• DIRECTIONS FOR THIS TASK: Copy every line of the material exactly as it stands.

• INPUT DATA:
══════════
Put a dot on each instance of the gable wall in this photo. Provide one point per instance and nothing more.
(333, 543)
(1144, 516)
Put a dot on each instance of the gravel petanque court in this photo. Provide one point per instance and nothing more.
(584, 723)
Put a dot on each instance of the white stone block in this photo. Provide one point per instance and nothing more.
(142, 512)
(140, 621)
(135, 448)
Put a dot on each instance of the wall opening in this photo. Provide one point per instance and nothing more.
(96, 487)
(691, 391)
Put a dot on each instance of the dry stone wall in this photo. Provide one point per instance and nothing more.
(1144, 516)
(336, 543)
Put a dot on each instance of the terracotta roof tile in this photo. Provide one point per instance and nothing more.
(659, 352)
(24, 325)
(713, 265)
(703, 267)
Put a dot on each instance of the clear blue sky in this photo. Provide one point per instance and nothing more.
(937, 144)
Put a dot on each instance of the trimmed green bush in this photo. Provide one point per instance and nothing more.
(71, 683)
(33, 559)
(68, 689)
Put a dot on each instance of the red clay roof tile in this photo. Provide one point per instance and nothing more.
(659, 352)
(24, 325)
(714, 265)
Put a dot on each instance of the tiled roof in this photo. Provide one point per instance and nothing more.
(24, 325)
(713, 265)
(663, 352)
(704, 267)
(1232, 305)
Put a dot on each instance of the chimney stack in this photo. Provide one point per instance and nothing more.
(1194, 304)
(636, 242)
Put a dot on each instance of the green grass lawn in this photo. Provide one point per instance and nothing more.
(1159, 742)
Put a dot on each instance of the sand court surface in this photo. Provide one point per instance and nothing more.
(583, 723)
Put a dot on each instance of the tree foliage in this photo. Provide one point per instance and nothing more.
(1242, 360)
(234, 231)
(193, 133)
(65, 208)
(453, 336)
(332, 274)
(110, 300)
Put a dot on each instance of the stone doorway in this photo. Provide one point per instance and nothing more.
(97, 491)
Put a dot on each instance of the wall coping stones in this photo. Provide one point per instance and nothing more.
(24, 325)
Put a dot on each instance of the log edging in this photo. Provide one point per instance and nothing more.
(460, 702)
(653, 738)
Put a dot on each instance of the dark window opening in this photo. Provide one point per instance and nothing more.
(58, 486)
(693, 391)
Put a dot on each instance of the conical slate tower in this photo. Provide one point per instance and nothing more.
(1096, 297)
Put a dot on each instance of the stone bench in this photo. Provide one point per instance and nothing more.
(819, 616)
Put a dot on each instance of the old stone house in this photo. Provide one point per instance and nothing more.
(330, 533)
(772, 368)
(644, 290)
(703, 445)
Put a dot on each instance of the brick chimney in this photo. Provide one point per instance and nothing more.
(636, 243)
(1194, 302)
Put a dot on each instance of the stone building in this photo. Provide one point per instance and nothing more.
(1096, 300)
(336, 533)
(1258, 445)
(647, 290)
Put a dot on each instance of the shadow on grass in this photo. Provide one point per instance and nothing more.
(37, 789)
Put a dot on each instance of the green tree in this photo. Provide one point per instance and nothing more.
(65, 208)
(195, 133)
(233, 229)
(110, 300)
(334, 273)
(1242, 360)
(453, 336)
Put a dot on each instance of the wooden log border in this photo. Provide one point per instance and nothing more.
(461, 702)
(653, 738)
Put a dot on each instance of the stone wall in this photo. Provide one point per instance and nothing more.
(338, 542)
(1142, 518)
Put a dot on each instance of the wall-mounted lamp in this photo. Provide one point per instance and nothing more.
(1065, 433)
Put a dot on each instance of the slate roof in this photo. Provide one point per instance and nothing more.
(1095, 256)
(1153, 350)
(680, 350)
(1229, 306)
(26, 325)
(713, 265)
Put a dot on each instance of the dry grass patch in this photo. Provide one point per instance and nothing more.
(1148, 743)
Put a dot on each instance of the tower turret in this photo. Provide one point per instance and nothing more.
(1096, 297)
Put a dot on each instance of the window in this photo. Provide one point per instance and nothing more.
══════════
• OUTPUT OF THE EXERCISE:
Put a dot on each instance of the gable wall in this photo. Provide one point per instance and nothing more.
(333, 543)
(1144, 516)
Put a dot on each instance of the gravel petanque court in this photo. Provide one point per instance and nothing more.
(584, 723)
Put a dot on each instance of the white stone block in this photo. Provide one point per instance and nothing more.
(142, 512)
(140, 621)
(135, 448)
Put a dot on each instance of the wall opening in this photo. Provide one point per instance and nothing more.
(96, 487)
(691, 391)
Put a dot on each instance of the dry stone wall in this photo. Provide one point per instance and nothing more.
(1144, 516)
(336, 543)
Put a dot on each instance of the terracotta roof tile in this photo. Provide one point per instance and nothing more.
(659, 352)
(24, 325)
(713, 265)
(703, 267)
Put a dot on each instance of the clear blue sky in this photo. Provide one point per instance and nothing more.
(937, 144)
Put a dot on each instance of the trimmed green bush in this photo. Provide one point per instance and nothing more.
(71, 683)
(33, 559)
(68, 689)
Put a dot on each instance of the red clay roof tile in this photo. Provide one point per instance and nothing more.
(659, 352)
(24, 325)
(714, 265)
Put a dot on each instance of the tiled roof in this photo. Provide one point per instance and nothing more.
(24, 325)
(713, 265)
(663, 352)
(704, 267)
(1232, 305)
Put a dot on each instance of the chimney stack in this photo. Provide one point per instance and nothing more.
(1194, 304)
(636, 242)
Put a dot on each instance of the green grass lawn in this photo. Provide one point per instance and nothing more.
(1159, 742)
Put a dot on each instance of the sand court surface in this photo. Provide one point per instance and nothing more.
(583, 723)
Put a dot on each instance of the tree foliage in this photo. Provide one point per instance and nothing more.
(1242, 360)
(234, 231)
(193, 133)
(65, 208)
(453, 336)
(332, 274)
(110, 300)
Put a dot on each instance of the stone doorway in this photo. Provide one point per instance and nothing more.
(97, 491)
Put a dot on each instance of the wall coping stones in this photo. Provide one point per instance and nothing more.
(24, 325)
Put a dot on each instance of the log edging in this photo. Provide one point per instance and nothing more.
(460, 702)
(653, 738)
Put a dot on each instance of the dark window opening in this photo. Provide one point per instance and nothing more.
(58, 486)
(693, 391)
Put a dot on each instance of the conical slate tower in this photo. Provide one point per instance and nothing more.
(1096, 297)
Put a dot on each instance of the stone bench in this photo. Provide one point per instance and nothing more.
(819, 616)
Put a dot on each instance of the old stone house in this photo. Provide one point per instance and nothing more.
(330, 533)
(772, 368)
(644, 290)
(703, 445)
Put a dot on each instance of the brick chimney in this photo. Provide one point per instance and nothing more.
(636, 243)
(1194, 302)
Put a dot on each instance of the stone building in this photo. Provide one point per instance and nothing more.
(1096, 300)
(336, 533)
(1258, 445)
(647, 290)
Put a dot on each instance of the shadow on grass in this photo. Provide one point per instance and nothing more.
(37, 789)
Put a dot on each instance of the green tree in this photo. Provide one point per instance and nothing more.
(65, 208)
(195, 133)
(233, 229)
(110, 300)
(334, 273)
(1242, 360)
(453, 336)
Put a dot on each instance of the wooden log border in this photo. Provide one point per instance and nothing more.
(461, 702)
(653, 738)
Put a dot on each instance of the stone wall in this photo. Provide one point per instance and nothing more.
(338, 542)
(1142, 518)
Put a dot on each instance of the wall-mounted lamp in this photo. Provide one point per instance and nothing more.
(1065, 433)
Put a dot on each instance of the slate roof in this photo. Provide one point per instance and nothing more.
(1095, 256)
(1153, 350)
(680, 350)
(1229, 306)
(26, 325)
(713, 265)
Put a dot on each instance of the dry grass patch in this photo. Provide one point per instance and nothing more.
(1148, 743)
Put a dot on each instance of the tower turret in this photo. Provide one point per instance and nothing more.
(1096, 297)
Put a dot on each instance of the window in this photo. Provide one point per instance and nothing more.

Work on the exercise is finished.